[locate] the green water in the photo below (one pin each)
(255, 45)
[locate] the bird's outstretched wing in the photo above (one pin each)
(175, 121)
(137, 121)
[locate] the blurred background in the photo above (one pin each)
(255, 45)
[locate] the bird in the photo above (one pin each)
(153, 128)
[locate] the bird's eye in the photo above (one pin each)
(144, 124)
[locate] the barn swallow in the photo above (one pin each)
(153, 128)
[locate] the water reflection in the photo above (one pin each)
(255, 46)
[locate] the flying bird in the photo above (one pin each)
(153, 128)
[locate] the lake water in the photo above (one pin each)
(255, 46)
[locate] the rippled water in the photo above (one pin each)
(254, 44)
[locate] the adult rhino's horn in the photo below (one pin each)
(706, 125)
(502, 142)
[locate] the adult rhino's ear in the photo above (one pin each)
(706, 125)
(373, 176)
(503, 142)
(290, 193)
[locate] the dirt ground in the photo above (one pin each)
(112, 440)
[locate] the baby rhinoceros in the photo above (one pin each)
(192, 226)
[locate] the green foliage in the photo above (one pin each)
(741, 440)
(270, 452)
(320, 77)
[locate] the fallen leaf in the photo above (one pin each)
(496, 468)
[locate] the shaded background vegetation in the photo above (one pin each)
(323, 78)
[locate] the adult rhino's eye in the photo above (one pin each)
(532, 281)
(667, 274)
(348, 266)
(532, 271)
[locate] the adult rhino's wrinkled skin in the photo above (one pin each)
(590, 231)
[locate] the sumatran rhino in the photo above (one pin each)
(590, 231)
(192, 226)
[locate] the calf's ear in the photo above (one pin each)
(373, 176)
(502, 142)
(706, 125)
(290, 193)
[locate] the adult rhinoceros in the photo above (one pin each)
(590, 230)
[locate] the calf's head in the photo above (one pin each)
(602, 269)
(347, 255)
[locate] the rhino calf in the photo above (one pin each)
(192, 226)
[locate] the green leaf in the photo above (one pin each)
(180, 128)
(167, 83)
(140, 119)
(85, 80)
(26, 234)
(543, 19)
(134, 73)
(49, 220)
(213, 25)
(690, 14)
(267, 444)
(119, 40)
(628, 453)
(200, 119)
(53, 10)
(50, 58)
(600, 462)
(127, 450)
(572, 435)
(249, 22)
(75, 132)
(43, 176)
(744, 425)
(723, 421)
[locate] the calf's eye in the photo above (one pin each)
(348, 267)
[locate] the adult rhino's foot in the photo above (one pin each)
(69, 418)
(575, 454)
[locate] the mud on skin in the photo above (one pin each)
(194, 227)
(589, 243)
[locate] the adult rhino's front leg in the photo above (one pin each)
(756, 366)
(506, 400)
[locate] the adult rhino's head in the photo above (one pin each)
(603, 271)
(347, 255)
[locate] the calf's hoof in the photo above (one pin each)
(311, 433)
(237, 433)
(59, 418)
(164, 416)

- Task objective: Retype, without changes, the lines from the line holding "[locate] the mud" to the end of the data, both ends included.

- Result of this task:
[locate] the mud on skin in the photo above (one pin each)
(194, 227)
(589, 243)
[locate] the adult rhino's front leg in the photo above (one pin each)
(756, 366)
(506, 400)
[locate] the adult rhino's head in the photo above (one pin each)
(603, 271)
(347, 255)
[locate] the calf's hoof in the photo above (one pin each)
(311, 433)
(237, 433)
(59, 418)
(164, 416)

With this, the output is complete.